After more than a year of debate on the merits of health care reform, policymakers and physicians are switching gears, assessing the impact of the new law and considering how to improve it.
For dermatology, the law presents both positives and negatives. The expansion of coverage--through additions to the Medicaid rolls and children being allowed to stay on parents' policies until age 26, for instance--means that more people will have access to care. That jibes with core principles advocated by the American Academy of Dermatology throughout the health reform debate, said Dr. William James, AAD president.A strong focus on prevention and wellness is also positive, especially the new 10% tax on tanning salon owners.
"This is certainly a victory for dermatology," Dr. James told Skin & Allergy News.
The hope is that the tax will draw attention to the evidence that tanning promotes skin cancer. Perhaps it also will lead to higher costs for tanning, and thus, to discouraging individuals, especially teenagers, from indoor tanning, he said.
There are some concerns about the health reform law, however. For instance, many areas currently are experiencing a shortage of dermatologists to provide care. More patients in the system could lengthen wait times for appointments even further, Dr. James said.

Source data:
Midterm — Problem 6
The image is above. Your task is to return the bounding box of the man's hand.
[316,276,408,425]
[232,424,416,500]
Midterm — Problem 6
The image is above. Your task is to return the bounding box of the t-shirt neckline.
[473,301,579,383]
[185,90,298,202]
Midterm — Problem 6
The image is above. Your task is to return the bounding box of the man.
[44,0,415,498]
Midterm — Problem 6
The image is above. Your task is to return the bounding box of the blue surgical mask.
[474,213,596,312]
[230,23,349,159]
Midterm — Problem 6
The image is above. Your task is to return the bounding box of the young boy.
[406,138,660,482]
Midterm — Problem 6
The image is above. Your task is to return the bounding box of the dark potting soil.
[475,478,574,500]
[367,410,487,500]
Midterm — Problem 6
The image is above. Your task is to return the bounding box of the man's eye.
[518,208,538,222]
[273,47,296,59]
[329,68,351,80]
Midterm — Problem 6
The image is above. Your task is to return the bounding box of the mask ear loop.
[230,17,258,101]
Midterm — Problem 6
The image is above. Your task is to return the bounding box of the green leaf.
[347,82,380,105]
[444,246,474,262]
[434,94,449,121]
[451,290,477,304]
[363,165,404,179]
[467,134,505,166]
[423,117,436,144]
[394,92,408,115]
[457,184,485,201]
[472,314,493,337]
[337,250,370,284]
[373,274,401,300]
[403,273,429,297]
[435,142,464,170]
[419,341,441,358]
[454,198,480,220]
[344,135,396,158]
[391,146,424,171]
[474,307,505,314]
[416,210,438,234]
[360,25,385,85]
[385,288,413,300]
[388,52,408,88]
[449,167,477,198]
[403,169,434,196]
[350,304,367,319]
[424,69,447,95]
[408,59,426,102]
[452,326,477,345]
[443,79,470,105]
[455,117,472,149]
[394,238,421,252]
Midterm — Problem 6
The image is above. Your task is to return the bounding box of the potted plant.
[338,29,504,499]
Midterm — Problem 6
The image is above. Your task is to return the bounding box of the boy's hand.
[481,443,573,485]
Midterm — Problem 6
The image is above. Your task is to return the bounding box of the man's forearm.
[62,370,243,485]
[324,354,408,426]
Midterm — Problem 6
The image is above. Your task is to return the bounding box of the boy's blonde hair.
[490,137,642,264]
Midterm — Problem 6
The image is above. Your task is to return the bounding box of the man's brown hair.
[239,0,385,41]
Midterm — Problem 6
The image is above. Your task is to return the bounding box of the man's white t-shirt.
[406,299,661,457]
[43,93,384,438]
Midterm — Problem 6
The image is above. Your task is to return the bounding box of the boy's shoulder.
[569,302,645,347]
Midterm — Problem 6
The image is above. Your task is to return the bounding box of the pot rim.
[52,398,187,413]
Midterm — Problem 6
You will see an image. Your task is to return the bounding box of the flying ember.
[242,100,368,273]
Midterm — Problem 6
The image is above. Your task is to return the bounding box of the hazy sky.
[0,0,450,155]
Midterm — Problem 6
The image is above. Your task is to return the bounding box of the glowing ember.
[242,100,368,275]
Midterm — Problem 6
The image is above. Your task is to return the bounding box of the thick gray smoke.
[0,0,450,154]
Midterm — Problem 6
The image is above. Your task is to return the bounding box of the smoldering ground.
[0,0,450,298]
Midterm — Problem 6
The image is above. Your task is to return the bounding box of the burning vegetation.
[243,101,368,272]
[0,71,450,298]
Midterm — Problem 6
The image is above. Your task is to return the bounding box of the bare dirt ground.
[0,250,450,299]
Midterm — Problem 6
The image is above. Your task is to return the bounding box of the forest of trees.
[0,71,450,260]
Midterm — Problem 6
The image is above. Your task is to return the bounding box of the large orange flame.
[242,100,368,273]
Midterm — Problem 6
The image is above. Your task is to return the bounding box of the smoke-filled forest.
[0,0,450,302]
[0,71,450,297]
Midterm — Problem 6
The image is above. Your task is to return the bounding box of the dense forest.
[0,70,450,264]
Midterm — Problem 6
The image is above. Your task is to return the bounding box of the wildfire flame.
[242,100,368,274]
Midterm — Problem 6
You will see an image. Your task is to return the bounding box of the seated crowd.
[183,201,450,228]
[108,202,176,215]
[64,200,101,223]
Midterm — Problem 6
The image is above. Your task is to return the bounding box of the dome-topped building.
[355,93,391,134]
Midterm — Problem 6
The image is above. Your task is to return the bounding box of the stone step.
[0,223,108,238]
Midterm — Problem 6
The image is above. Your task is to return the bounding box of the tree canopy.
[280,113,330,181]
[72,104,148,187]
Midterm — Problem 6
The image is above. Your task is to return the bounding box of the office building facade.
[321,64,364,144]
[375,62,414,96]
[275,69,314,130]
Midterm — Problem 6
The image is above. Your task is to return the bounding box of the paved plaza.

Assignment 1:
According to the article on health care reform and dermatology, what new tax does the law place on tanning salon owners?
Assignment 2:
Quote the article on health care reform and dermatology between "For dermatology, the" and "tanning, he said.", inclusive.
Assignment 3:
Extend the article on health care reform and dermatology, picking up after its final sentence.
The source data plays no part in the work that follows.

Task response 1:
A new 10% tax.

Task response 2:
For dermatology, the law presents both positives and negatives. The expansion of coverage--through additions to the Medicaid rolls and children being allowed to stay on parents' policies until age 26, for instance--means that more people will have access to care. That jibes with core principles advocated by the American Academy of Dermatology throughout the health reform debate, said Dr. William James, AAD president.A strong focus on prevention and wellness is also positive, especially the new 10% tax on tanning salon owners.
"This is certainly a victory for dermatology," Dr. James told Skin & Allergy News.
The hope is that the tax will draw attention to the evidence that tanning promotes skin cancer. Perhaps it also will lead to higher costs for tanning, and thus, to discouraging individuals, especially teenagers, from indoor tanning, he said.

Task response 3:
The AAD, like most other physician organizations, also has concerns about the Independent Payment Advisory Board (IPAB), which in its first few years, has been charged with determining ways to reduce physician costs. Hospitals and other providers and pharmaceutical and medical device makers are exempt from IPAB scrutiny until 2018.Both the IPAB and the lack of a permanent fix to the Sustainable Growth Rate formula "are concerning because physicians really need a secure payment system," said Dr. James. He noted that physicians are being asked to make new investments in information technology and hire new employees to ensure that the newly insured can get access to care.
"At the same time, they're undermining our ability to do so by having a very unstable payment system," he said.
Going forward, the AAD "hopes to remain a positive influence in the regulatory framework that's going to come out of this," he said. "How these laws are going to be interpreted and how they're going to be implemented is the next big question."
Indeed, the details of the law are far from clear. The reform package was accomplished in several steps.
President Obama signed most of the health reform provisions into law March 23. Later in the week Congress passed a smaller bill--known as the reconciliation bill--that included corrections to the original package, including additional subsidies for purchasing insurance, and removed some of the more controversial political deals from the law. The President signed that companion legislation March 30.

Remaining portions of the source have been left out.